AUSZUG –
━━━━━━━━━━━━━━━━━━━━

Nicht imstande, bei den in Rußland herrschenden Verhältnissen immer offen und in legaler Form aufzutreten, hat sich die ukrainische Intelligenz aus nationalen Beweggründen allen Befreiungsbewegungen in Rußland angeschlossen, und der Historiker der russischen Revolution, Thun, konstatiert in seiner Geschichte der russischen revolutionären Bewegung, daß jede Erhebung gegen das moskowitische Zarentum in Rußland eben aus dem ukrainischen Süden hervorging. Notstandsunruhen der ukrainischen Bauernschaft vom Jahre 1905 sowie die Meuterei der Schwarzen-Meer-Flotte in den Jahren 1905, 1912 und 1914 waren ebenfalls ein Werk ukrainischer Nationalisten und Revolutionäre, die auf diese Weise die moskowitische Herrschaft über die Ukraine zu unterwühlen trachteten.

━━━━━━━━━━━━━━━━━━━━

BEREITGESTELLTE DATEN –
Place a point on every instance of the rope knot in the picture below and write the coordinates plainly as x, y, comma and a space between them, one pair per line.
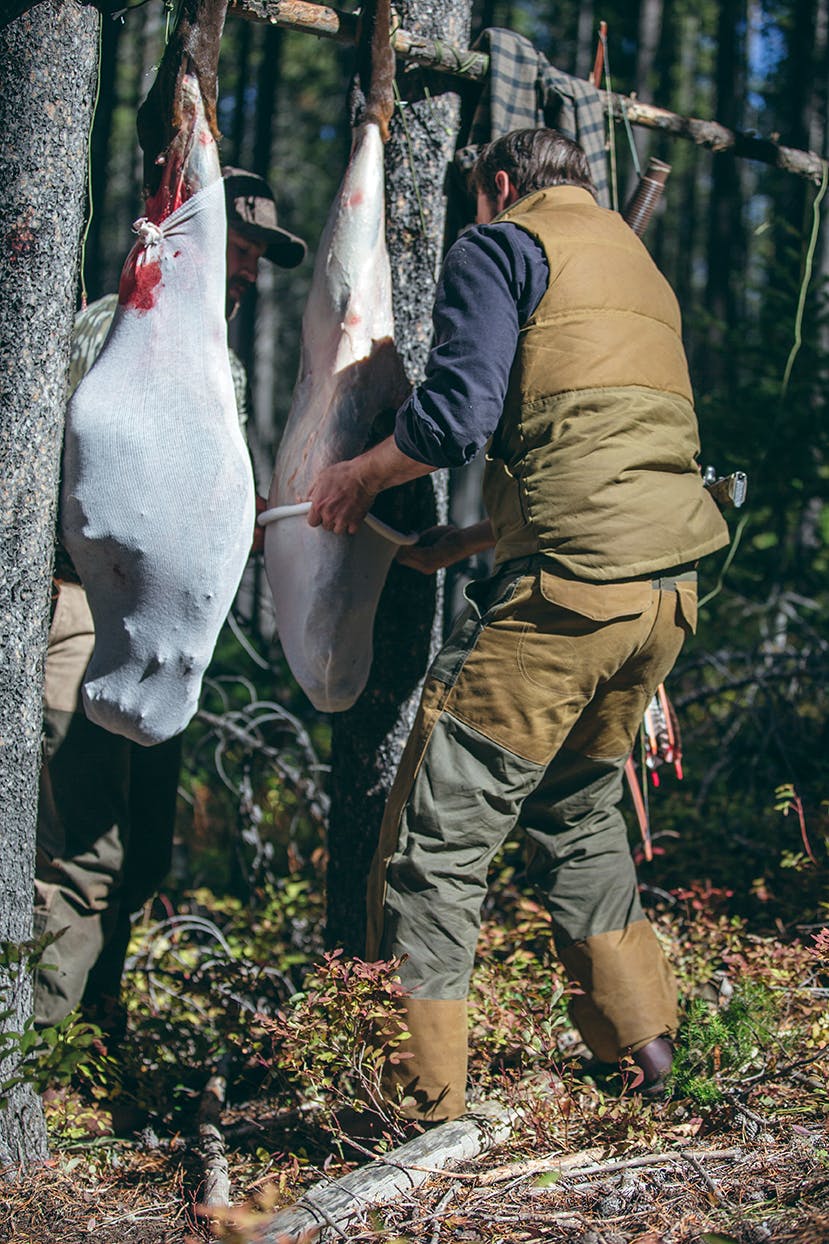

━━━━━━━━━━━━━━━━━━━━

ARBEITSAUFTRAG – Gib aus dem Auszug über die ukrainische Intelligenz den Abschnitt von „Nicht imstande, bei“ bis „zu unterwühlen trachteten.“ wortgetreu aus.

SCHRIFTLICHE ANTWORT –
Nicht imstande, bei den in Rußland herrschenden Verhältnissen immer offen und in legaler Form aufzutreten, hat sich die ukrainische Intelligenz aus nationalen Beweggründen allen Befreiungsbewegungen in Rußland angeschlossen, und der Historiker der russischen Revolution, Thun, konstatiert in seiner Geschichte der russischen revolutionären Bewegung, daß jede Erhebung gegen das moskowitische Zarentum in Rußland eben aus dem ukrainischen Süden hervorging. Notstandsunruhen der ukrainischen Bauernschaft vom Jahre 1905 sowie die Meuterei der Schwarzen-Meer-Flotte in den Jahren 1905, 1912 und 1914 waren ebenfalls ein Werk ukrainischer Nationalisten und Revolutionäre, die auf diese Weise die moskowitische Herrschaft über die Ukraine zu unterwühlen trachteten.